• PROVIDED DATA
---

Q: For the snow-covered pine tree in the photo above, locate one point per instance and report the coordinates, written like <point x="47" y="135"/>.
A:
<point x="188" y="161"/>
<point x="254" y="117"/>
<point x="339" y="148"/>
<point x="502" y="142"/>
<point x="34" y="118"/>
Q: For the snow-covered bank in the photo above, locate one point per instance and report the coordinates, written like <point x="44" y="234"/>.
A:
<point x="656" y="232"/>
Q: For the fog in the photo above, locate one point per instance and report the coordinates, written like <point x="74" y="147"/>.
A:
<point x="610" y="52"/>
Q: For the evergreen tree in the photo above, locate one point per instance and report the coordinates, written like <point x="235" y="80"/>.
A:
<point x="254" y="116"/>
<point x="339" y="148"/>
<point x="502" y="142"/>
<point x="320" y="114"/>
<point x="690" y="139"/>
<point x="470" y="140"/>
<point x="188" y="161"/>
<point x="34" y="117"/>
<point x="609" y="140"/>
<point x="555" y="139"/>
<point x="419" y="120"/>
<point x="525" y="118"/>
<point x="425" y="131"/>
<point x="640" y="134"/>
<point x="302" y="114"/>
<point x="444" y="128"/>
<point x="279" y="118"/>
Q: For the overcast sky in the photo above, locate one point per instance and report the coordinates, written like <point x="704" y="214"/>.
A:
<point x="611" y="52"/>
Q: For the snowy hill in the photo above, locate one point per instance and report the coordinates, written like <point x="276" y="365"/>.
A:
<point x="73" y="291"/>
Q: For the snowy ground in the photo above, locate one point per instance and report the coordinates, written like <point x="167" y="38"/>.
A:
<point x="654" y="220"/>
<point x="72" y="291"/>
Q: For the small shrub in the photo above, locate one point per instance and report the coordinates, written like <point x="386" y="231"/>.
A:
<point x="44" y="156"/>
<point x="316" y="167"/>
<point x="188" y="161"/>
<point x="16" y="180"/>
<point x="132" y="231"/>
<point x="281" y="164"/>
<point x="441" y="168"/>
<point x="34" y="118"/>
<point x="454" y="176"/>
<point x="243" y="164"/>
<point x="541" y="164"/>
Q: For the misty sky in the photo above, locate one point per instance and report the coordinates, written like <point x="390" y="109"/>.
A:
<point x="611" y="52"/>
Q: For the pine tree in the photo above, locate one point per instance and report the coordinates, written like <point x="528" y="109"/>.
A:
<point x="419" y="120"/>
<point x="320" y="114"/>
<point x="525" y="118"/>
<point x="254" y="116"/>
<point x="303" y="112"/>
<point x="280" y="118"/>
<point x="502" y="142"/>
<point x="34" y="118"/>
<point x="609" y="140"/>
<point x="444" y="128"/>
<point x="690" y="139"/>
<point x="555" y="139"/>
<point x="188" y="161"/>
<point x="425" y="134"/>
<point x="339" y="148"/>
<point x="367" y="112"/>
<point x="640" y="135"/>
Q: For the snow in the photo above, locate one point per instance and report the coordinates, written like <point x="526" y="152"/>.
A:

---

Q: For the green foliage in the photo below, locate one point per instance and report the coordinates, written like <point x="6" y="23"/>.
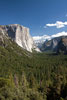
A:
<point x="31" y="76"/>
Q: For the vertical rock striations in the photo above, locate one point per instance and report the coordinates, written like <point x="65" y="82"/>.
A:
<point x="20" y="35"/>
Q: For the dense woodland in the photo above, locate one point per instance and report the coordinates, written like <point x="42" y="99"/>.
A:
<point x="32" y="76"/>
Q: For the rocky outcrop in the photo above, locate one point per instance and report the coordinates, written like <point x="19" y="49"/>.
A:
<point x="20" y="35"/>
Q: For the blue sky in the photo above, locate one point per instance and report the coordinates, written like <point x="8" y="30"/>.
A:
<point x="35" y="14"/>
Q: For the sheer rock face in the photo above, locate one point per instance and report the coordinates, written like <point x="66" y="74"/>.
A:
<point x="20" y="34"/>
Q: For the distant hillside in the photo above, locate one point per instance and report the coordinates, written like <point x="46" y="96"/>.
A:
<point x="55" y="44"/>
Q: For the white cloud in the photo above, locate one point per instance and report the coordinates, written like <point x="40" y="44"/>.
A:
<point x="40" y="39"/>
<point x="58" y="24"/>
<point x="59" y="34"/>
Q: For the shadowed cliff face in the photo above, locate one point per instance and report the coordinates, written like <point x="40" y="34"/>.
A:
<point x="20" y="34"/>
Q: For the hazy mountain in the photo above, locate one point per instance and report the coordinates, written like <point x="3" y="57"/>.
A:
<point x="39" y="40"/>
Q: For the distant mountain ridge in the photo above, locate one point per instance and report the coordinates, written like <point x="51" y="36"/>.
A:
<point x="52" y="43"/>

---

Pull out each line above that contains the string "snowy", and copy every one in full.

• EXERCISE OUTPUT
Q: For the snowy hill in the photo above, locate one point per instance and report the coordinates, written like <point x="276" y="365"/>.
Q: For the snowy ground in the photo above, locate one point per instance and report the coordinates, written like <point x="167" y="38"/>.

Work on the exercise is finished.